**Problem to solve**
Locate every line in the records below that contains the string "wall" and copy each one. Case counts when matching.

**Supplied data**
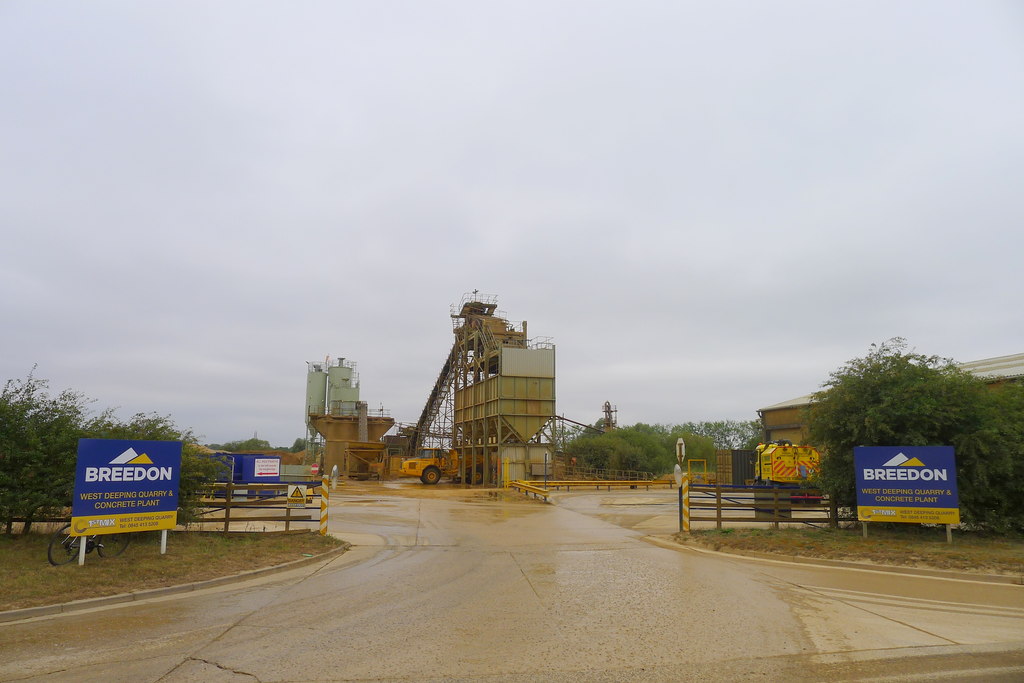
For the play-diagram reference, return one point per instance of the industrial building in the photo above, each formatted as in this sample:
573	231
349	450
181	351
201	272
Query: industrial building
347	431
491	402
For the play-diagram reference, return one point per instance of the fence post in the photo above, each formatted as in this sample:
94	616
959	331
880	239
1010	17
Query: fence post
228	496
774	508
686	503
718	507
325	496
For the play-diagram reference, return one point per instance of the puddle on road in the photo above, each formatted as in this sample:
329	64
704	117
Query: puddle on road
636	501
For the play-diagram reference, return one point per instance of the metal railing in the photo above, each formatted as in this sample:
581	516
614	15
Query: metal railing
579	472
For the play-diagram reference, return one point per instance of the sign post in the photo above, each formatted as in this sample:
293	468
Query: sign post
913	484
123	485
678	474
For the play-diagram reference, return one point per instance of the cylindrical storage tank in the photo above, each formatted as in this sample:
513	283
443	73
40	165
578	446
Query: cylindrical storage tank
315	389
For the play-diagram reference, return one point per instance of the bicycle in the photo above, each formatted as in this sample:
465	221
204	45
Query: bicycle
64	547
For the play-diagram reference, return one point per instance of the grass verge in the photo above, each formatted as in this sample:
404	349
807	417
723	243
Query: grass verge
918	547
29	581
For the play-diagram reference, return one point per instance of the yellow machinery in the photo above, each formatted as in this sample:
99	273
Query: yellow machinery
432	464
781	462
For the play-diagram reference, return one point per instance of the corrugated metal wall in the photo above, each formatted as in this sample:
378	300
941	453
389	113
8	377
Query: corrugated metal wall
527	361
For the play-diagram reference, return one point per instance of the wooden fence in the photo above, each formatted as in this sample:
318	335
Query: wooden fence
246	503
724	504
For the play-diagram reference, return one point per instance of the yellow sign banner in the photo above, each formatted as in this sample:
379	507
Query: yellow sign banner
915	515
123	523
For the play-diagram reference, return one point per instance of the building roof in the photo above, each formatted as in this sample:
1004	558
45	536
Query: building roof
1001	368
990	370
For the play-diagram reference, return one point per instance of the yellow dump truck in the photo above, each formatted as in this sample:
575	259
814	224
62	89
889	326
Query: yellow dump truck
432	464
781	462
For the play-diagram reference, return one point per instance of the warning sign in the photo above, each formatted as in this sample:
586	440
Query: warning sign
296	496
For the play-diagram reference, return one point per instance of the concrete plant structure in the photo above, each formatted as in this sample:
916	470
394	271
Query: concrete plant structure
350	431
494	396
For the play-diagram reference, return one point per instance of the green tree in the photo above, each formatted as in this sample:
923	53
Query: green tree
727	434
38	446
243	445
39	437
895	397
640	447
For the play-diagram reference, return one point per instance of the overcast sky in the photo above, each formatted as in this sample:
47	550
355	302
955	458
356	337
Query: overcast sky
708	206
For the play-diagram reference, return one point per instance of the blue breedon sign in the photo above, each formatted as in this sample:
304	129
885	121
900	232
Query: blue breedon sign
906	484
125	485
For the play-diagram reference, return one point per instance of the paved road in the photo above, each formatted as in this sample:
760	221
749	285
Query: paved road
458	586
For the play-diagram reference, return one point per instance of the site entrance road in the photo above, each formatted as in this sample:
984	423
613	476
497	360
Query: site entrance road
445	584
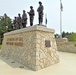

**Exercise response**
For the play-diagram reference, return one point per instance of the corrugated metal wall in the photo above, each formatted as in this sample:
Query: corrugated metal wall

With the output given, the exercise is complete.